> _Given records_:
──────

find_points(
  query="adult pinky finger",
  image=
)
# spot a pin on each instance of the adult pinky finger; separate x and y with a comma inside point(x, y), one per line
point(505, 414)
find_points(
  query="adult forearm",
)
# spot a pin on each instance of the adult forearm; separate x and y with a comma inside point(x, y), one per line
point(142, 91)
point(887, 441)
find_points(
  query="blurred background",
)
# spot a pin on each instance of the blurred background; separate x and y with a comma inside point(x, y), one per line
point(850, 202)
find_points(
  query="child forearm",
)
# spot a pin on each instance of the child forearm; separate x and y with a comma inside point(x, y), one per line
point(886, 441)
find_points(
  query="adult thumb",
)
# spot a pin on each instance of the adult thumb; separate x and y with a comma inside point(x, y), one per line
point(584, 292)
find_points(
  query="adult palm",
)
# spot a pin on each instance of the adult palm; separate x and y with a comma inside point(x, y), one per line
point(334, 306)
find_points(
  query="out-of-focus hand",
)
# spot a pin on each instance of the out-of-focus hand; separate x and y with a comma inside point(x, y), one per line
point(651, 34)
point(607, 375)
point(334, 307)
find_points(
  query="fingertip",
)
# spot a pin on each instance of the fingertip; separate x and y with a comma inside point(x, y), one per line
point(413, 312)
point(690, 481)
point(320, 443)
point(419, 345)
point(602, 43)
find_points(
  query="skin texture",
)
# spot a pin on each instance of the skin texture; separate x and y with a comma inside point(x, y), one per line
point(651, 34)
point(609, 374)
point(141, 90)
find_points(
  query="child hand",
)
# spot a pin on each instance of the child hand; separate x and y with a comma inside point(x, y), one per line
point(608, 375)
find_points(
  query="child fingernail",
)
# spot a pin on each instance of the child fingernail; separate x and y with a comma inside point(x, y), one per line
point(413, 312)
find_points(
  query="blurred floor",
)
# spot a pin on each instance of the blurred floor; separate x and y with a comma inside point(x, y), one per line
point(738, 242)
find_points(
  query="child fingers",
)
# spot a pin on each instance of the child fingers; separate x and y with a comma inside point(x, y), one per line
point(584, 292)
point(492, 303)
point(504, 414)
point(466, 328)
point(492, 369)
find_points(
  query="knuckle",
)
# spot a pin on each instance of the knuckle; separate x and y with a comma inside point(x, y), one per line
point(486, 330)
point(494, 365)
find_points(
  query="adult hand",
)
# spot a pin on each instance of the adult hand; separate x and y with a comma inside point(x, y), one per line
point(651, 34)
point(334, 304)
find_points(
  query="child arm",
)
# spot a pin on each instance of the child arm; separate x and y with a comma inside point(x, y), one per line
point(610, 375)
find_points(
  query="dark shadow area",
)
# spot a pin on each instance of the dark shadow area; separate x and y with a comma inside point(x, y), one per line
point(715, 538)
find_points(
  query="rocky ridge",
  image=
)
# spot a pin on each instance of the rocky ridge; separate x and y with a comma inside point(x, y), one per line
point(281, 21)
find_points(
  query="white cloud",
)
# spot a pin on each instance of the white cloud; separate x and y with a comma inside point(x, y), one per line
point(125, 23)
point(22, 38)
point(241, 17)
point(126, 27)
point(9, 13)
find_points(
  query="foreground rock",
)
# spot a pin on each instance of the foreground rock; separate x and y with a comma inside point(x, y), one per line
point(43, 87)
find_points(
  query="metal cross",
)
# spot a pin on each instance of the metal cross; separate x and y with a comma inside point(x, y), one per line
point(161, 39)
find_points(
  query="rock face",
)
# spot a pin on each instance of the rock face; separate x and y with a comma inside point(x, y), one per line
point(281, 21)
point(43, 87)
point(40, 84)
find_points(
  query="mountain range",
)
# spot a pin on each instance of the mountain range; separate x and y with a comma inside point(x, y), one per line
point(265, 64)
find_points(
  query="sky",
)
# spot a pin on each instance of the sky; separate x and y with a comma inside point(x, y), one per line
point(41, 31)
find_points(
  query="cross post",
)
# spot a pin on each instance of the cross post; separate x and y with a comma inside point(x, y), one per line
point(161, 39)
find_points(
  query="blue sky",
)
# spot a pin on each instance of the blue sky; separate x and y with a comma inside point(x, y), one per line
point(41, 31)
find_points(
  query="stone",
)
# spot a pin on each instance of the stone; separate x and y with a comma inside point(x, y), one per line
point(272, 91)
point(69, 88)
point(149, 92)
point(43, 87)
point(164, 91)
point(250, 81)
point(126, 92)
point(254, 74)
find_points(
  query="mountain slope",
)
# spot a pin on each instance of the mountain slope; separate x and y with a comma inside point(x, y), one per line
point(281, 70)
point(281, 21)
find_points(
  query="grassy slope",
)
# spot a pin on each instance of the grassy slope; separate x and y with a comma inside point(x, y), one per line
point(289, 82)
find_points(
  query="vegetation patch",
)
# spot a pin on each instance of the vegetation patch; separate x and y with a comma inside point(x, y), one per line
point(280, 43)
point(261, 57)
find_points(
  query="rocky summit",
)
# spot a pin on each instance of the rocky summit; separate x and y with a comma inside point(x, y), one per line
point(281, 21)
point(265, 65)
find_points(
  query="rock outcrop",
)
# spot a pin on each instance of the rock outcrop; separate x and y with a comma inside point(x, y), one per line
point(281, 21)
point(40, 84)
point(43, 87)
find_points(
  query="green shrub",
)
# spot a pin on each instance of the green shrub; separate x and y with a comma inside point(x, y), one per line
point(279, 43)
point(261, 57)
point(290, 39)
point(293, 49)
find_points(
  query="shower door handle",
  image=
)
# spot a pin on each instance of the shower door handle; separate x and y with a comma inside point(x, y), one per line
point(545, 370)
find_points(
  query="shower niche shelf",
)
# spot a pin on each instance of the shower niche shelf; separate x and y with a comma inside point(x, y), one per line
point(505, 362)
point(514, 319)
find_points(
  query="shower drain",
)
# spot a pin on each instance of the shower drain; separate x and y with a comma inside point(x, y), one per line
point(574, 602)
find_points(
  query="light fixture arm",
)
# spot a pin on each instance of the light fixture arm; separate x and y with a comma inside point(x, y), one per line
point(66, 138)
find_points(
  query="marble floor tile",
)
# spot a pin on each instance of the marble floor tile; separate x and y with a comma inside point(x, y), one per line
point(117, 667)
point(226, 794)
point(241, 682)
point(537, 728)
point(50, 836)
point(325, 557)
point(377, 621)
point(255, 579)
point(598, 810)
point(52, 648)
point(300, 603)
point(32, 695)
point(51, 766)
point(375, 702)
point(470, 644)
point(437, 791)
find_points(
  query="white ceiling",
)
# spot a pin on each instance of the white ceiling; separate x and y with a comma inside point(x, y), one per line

──────

> _What you should do_: The lines to copy are those above that contain "ceiling".

> _Exercise solution_:
  query="white ceiling",
# spot a pin on each instance of the white ceiling; separate x and y with a comma inside point(x, y), one per line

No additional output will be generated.